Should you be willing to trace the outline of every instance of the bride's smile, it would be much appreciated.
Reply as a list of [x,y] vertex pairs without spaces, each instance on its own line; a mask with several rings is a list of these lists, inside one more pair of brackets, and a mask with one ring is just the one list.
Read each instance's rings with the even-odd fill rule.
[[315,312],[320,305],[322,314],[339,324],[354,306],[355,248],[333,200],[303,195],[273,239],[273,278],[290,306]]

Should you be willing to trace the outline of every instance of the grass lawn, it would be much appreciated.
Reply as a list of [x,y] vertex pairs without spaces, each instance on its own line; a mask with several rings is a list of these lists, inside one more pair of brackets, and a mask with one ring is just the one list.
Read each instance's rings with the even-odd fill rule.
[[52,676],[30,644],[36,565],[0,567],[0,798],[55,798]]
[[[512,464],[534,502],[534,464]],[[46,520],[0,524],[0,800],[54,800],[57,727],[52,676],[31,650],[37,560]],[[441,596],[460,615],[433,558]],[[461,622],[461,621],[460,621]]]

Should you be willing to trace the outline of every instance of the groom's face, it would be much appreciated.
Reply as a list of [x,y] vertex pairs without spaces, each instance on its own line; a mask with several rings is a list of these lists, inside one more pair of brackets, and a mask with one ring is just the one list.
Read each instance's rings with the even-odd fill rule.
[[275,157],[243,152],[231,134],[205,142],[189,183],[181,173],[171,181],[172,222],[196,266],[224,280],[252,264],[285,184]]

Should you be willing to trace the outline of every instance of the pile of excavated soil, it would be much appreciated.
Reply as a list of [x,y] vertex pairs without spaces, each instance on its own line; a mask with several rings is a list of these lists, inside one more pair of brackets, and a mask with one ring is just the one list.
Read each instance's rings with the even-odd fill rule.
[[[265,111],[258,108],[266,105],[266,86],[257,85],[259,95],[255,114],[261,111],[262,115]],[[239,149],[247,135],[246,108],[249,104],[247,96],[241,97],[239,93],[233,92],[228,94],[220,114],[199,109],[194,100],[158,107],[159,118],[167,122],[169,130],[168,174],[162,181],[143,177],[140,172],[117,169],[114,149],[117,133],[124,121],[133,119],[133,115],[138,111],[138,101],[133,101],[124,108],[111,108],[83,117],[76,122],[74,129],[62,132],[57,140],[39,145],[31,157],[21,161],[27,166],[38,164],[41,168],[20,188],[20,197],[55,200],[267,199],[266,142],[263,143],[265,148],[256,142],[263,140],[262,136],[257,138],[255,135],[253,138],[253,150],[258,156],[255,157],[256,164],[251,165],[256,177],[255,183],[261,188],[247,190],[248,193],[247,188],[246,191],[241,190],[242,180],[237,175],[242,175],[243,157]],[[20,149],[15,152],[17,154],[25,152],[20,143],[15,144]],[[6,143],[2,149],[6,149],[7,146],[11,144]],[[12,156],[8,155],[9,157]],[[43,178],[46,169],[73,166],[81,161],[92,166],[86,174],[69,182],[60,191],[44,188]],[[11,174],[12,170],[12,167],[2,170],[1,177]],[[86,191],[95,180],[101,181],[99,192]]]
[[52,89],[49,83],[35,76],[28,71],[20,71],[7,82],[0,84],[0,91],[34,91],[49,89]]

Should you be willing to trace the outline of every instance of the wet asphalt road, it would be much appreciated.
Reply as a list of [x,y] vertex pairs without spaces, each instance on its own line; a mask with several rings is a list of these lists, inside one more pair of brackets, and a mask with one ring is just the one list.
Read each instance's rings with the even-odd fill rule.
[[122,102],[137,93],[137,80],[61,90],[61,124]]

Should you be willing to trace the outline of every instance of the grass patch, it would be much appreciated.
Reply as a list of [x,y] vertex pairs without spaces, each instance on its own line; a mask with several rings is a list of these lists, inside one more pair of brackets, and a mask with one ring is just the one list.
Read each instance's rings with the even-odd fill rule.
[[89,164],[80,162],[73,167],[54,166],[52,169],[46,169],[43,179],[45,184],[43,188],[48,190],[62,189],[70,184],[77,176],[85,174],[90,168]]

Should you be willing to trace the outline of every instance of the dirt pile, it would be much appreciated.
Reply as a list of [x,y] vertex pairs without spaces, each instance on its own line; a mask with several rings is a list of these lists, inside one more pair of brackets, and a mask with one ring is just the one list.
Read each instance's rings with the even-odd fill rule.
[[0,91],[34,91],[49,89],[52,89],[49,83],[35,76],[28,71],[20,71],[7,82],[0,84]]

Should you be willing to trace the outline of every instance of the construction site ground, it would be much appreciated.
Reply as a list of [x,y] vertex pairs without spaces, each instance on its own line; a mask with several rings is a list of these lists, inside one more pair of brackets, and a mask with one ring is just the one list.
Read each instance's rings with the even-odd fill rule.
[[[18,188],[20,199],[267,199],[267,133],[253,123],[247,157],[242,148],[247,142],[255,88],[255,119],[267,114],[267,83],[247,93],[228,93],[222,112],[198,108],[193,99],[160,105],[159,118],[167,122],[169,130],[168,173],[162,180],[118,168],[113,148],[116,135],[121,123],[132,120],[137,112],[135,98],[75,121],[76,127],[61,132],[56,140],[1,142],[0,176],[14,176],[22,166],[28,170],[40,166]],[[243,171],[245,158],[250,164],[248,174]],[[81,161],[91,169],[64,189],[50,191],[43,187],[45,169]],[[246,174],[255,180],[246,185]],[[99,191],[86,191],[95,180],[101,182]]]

_____

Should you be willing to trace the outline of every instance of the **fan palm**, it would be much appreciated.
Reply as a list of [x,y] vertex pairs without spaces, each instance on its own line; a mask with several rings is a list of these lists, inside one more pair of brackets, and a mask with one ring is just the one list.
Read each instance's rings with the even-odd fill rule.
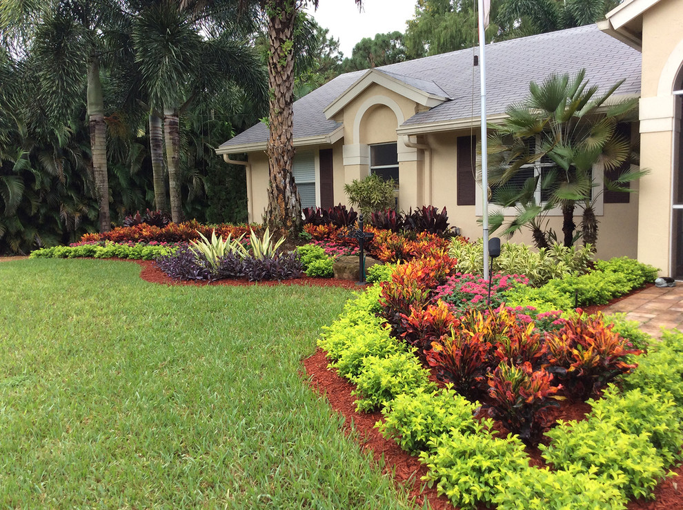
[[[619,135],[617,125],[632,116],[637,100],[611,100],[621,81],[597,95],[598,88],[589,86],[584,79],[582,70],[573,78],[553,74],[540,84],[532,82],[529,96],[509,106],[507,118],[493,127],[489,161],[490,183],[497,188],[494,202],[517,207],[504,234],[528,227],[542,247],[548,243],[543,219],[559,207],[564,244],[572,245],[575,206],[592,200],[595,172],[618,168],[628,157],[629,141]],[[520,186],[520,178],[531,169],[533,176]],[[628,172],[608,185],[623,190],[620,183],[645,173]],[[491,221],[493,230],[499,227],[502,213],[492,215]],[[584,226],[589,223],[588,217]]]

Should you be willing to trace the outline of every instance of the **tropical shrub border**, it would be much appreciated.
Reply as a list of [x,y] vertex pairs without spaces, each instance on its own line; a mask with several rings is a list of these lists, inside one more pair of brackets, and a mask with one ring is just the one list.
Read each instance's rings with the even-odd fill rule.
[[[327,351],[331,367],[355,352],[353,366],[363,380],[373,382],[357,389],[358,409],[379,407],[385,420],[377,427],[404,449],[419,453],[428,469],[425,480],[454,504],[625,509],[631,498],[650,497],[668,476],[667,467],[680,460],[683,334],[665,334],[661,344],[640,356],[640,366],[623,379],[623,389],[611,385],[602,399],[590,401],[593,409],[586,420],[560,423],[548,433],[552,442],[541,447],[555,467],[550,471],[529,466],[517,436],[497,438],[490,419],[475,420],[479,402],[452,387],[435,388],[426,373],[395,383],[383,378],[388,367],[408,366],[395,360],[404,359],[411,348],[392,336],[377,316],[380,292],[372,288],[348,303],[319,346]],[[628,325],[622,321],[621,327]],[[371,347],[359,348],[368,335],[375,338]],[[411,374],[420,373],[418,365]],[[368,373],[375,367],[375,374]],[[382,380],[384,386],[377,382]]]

_____

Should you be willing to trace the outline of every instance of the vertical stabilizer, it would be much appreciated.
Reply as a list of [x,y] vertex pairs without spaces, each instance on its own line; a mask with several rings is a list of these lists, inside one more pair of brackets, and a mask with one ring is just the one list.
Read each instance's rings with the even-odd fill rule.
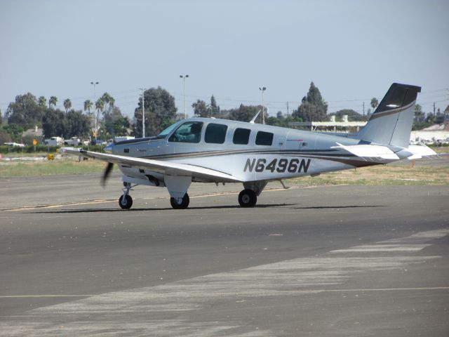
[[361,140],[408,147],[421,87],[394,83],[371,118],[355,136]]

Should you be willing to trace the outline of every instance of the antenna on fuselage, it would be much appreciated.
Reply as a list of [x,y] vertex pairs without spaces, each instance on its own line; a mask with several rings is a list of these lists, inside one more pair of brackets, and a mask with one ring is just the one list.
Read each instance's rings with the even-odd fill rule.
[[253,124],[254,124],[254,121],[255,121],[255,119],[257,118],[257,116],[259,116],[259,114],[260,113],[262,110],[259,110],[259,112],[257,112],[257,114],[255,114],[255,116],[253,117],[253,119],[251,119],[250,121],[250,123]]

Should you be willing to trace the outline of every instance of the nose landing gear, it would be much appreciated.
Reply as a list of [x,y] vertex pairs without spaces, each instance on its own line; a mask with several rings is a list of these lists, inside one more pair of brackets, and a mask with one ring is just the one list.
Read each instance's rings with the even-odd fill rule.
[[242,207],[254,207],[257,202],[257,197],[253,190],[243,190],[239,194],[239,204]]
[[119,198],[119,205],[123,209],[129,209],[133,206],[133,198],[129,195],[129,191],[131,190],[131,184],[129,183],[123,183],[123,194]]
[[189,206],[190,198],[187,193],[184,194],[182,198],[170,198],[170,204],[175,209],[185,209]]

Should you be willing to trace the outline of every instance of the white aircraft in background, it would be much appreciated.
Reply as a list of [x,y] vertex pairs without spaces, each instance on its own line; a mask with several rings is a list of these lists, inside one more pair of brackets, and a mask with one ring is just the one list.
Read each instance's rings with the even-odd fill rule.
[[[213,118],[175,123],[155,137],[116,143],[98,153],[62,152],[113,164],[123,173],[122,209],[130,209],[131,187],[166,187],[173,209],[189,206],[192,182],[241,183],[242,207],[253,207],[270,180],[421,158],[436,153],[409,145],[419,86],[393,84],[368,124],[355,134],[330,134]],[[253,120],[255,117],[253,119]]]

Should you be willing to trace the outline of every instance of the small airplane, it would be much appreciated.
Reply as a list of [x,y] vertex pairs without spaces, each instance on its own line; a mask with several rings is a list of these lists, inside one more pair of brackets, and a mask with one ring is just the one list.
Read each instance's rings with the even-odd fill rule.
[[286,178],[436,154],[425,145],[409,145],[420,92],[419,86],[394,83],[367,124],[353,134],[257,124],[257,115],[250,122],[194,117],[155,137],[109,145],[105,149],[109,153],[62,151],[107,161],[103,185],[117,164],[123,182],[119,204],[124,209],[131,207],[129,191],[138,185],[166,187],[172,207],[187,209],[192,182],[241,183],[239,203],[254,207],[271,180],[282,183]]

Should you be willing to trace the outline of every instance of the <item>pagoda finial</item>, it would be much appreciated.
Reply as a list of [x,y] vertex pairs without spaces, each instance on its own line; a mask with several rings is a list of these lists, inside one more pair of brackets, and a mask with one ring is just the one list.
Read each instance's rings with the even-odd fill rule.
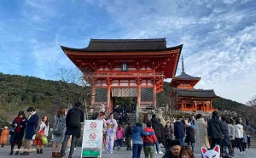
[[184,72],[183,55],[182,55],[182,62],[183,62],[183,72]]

_____

INSTRUCTIONS FOR THE TASK »
Determine how many lines of the entries above contain the string "pile", treating uppercase and lowercase letters as distinct. Give only the number.

COMPLETE OUTPUT »
2